## Your assignment:
In the entries below, find each line with the word "table" and return it.

Natural language region descriptions
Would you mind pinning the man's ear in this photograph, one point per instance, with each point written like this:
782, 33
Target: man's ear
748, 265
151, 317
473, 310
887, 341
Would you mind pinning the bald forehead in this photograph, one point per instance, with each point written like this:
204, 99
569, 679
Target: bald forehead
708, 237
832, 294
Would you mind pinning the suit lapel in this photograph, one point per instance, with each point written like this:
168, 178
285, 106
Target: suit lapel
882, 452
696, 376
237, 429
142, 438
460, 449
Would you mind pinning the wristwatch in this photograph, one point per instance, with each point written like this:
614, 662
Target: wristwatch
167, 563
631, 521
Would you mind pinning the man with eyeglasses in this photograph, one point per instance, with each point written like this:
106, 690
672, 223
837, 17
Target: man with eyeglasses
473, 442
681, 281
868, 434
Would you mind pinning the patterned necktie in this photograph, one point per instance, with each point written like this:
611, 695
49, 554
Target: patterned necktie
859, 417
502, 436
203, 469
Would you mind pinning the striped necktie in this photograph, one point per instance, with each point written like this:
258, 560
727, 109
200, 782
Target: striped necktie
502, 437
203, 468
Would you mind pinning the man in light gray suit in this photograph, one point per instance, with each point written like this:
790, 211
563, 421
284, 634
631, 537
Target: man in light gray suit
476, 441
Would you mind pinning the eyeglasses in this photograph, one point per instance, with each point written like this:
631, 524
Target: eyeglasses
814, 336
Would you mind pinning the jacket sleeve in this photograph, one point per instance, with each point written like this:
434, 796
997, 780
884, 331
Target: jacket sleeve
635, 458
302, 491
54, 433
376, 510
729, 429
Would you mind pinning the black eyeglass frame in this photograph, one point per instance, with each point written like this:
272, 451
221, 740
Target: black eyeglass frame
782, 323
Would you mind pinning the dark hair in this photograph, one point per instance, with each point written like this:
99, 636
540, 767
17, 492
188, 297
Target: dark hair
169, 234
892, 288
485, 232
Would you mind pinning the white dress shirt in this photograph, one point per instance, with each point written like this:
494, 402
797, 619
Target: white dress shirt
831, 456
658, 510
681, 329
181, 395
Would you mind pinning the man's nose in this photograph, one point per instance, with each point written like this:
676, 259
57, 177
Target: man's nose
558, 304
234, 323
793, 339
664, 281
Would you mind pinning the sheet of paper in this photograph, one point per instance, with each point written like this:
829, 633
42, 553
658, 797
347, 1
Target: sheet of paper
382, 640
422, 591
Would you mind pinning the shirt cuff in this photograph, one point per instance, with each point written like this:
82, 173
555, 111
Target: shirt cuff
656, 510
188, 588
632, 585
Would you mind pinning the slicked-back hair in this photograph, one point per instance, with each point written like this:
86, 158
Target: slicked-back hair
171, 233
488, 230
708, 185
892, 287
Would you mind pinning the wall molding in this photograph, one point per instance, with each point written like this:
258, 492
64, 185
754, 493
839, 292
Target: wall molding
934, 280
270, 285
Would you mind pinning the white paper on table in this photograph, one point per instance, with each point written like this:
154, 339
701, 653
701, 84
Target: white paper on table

## Your solution:
Would you mind pinning the white paper on table in this photograph, one point per instance, with each point written like this:
Target: white paper on table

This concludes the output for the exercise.